+++ PROVIDED ENTRIES +++

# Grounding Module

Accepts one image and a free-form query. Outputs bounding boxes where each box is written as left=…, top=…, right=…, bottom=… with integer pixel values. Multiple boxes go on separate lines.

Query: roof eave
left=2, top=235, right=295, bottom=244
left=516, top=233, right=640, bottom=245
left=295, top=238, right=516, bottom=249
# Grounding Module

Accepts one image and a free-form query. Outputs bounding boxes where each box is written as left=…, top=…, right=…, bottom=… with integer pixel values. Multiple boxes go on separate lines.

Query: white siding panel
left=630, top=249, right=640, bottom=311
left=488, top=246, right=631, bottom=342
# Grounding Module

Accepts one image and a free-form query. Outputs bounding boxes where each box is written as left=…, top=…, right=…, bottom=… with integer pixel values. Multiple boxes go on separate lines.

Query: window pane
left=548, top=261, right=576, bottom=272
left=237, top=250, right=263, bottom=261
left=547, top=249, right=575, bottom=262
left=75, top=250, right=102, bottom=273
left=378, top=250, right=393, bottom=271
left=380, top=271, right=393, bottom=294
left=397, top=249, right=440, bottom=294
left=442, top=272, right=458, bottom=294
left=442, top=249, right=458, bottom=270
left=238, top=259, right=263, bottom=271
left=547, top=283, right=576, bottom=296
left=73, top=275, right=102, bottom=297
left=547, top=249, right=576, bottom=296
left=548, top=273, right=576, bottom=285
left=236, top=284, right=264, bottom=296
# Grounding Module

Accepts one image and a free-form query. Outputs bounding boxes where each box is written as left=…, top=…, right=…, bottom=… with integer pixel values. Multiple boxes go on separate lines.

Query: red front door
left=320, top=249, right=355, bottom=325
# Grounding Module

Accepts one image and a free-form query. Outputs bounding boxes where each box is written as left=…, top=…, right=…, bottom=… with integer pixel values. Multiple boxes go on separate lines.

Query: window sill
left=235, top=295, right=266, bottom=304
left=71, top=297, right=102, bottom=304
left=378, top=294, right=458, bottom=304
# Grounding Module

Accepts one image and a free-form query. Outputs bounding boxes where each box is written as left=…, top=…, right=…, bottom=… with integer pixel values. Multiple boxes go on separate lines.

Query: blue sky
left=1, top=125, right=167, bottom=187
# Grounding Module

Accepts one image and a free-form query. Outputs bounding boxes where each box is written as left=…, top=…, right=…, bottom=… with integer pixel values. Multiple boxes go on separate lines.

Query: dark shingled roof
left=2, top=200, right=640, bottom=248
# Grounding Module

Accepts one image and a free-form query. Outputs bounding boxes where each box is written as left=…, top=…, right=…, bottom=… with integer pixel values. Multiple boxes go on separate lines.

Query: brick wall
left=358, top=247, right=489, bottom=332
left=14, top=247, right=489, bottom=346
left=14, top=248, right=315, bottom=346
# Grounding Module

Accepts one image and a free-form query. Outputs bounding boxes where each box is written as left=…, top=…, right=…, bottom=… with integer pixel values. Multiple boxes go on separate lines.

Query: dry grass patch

+++

### WHAT IS BEING ASKED
Reproduce every one of the records above, word for word.

### TASK OUTPUT
# Grounding Module

Accepts one image and a free-form query. Outputs bounding boxes where each box is written as left=…, top=…, right=…, bottom=… with integer pixel values. Multiple boxes go on separate lines.

Query: roof eave
left=2, top=235, right=295, bottom=244
left=516, top=233, right=640, bottom=245
left=295, top=238, right=516, bottom=249
# Grounding Module

Accepts one image and a free-form query. Outputs bounding boxes where each box is written as left=…, top=…, right=…, bottom=… with integer pixel values. Multiple boxes go on separate lines.

Query: white siding panel
left=630, top=249, right=640, bottom=311
left=488, top=246, right=631, bottom=342
# Grounding Module

Accepts one image and a free-form query. Outputs bounding boxes where each box is written as left=…, top=…, right=…, bottom=… with integer pixel values. Multiple boxes go on separate lines.

Query: window pane
left=548, top=261, right=576, bottom=272
left=237, top=250, right=263, bottom=261
left=547, top=249, right=575, bottom=262
left=75, top=250, right=102, bottom=273
left=378, top=250, right=393, bottom=271
left=380, top=271, right=393, bottom=294
left=397, top=249, right=440, bottom=294
left=442, top=272, right=458, bottom=294
left=442, top=249, right=458, bottom=270
left=238, top=259, right=263, bottom=271
left=547, top=283, right=576, bottom=296
left=73, top=275, right=102, bottom=297
left=547, top=249, right=576, bottom=296
left=548, top=273, right=576, bottom=285
left=236, top=284, right=264, bottom=296
# Grounding Module

Accepts one image and a free-form query. Outputs bounding boxes where each box is written as left=…, top=…, right=…, bottom=… with integer pixel values. Multiple boxes go on separate lines.

Query: red front door
left=320, top=249, right=355, bottom=325
# Grounding Module

Accepts one image and a free-form query. Outputs bounding boxes where each box is written as left=…, top=…, right=…, bottom=… with integer pixel values. Multiple boxes go on separate lines.

Query: window sill
left=235, top=295, right=266, bottom=304
left=71, top=297, right=102, bottom=304
left=378, top=294, right=458, bottom=304
# Grounding Module

Accepts one image and a free-form query. Outputs bounding boxes where each box is written as left=…, top=…, right=…, bottom=… with integer pixel values. Multiple boxes go on separate lines.

Query: blue sky
left=1, top=125, right=167, bottom=187
# Grounding Module

Accepts one image and a free-form query. Outputs bounding boxes where each box is written as left=…, top=…, right=…, bottom=… with integer pixel values. Multiple boxes go on separate lines.

Query: dark shingled roof
left=2, top=200, right=640, bottom=248
# Grounding Module

Accepts one image and a free-form query. Outputs bounding boxes where each box is written as left=…, top=…, right=…, bottom=… with integer pixel values. Multiple boxes go on separate lines.

Query: brick wall
left=358, top=247, right=489, bottom=332
left=14, top=247, right=489, bottom=346
left=14, top=248, right=315, bottom=346
# Grounding Module

Accepts one image and a free-form query. Outputs bounding boxes where each box is written as left=…, top=…, right=…, bottom=… with integer pixel values. Multiple boxes go on separate lines.

Query: dry grass patch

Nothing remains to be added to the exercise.